» WHAT IS NEEDED
Everything from the line that holds "the house roof." through the end of the data below should be output exactly, both ends included.

# start of THE DATA

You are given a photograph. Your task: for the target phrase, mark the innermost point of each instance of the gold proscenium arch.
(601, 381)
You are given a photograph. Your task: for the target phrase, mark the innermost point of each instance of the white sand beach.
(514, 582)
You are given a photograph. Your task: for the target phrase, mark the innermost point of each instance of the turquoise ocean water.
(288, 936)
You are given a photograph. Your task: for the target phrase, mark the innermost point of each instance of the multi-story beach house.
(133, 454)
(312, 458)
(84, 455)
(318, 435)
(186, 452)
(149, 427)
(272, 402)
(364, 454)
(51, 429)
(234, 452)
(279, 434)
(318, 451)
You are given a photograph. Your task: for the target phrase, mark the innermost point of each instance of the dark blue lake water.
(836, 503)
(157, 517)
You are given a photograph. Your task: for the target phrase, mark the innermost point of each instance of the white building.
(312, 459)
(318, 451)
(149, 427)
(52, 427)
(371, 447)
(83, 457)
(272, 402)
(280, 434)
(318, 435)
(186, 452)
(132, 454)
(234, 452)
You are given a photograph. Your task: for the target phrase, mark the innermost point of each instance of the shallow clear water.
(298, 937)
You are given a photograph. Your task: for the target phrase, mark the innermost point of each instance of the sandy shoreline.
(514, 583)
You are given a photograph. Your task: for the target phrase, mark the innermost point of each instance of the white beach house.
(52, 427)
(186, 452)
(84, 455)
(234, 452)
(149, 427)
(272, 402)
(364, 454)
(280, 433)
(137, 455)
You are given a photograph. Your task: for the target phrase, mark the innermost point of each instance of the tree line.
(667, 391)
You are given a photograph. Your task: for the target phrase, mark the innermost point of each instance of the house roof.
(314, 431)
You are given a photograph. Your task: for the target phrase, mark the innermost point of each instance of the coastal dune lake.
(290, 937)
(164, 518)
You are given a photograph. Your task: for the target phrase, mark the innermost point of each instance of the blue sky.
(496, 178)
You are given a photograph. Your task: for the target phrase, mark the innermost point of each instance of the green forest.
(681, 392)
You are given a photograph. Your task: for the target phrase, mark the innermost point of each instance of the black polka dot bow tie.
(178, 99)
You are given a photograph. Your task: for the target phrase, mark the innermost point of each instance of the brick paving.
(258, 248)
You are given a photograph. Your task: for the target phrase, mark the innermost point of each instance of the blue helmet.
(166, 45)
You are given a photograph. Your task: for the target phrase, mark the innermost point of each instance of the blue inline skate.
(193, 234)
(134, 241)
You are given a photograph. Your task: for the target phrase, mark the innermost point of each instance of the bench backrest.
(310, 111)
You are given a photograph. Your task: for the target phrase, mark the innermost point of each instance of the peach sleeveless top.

# end of THE DATA

» IN RESPONSE
You are given a photograph. Your task: for the target phrase, mark the innermost point of each instance of the house roof.
(314, 431)
You are given a photograph. Your task: for the target phrase, mark the innermost point of each instance of the coastal dune lake.
(290, 937)
(164, 518)
You are given a photograph. Your task: for the target phrase, mark the innermost point of each instance of the blue sky.
(496, 178)
You are given a photograph. Your task: for the target phrase, mark the innermost point of each instance of the green forest.
(681, 392)
You are given a photograph. Your task: for the target phrase, mark the innermost point of each instance of the black polka dot bow tie.
(178, 99)
You are given a photograph. Your task: for the target phrase, mark the innermost point of each instance of the brick paving.
(258, 248)
You are given a photograph. Your task: for the target phrase, mark the innermost point of each instance of the blue helmet.
(166, 45)
You are given a photograph. Your task: for the target phrase, mark the innermost point of each instance of the blue inline skate.
(193, 234)
(134, 241)
You are given a photograph. Your task: for the target phrase, mark the innermost point of each instance of the bench backrest.
(310, 111)
You are given a photograph. Your task: for the target phrase, mark the innermost point of each instance of the peach sleeveless top.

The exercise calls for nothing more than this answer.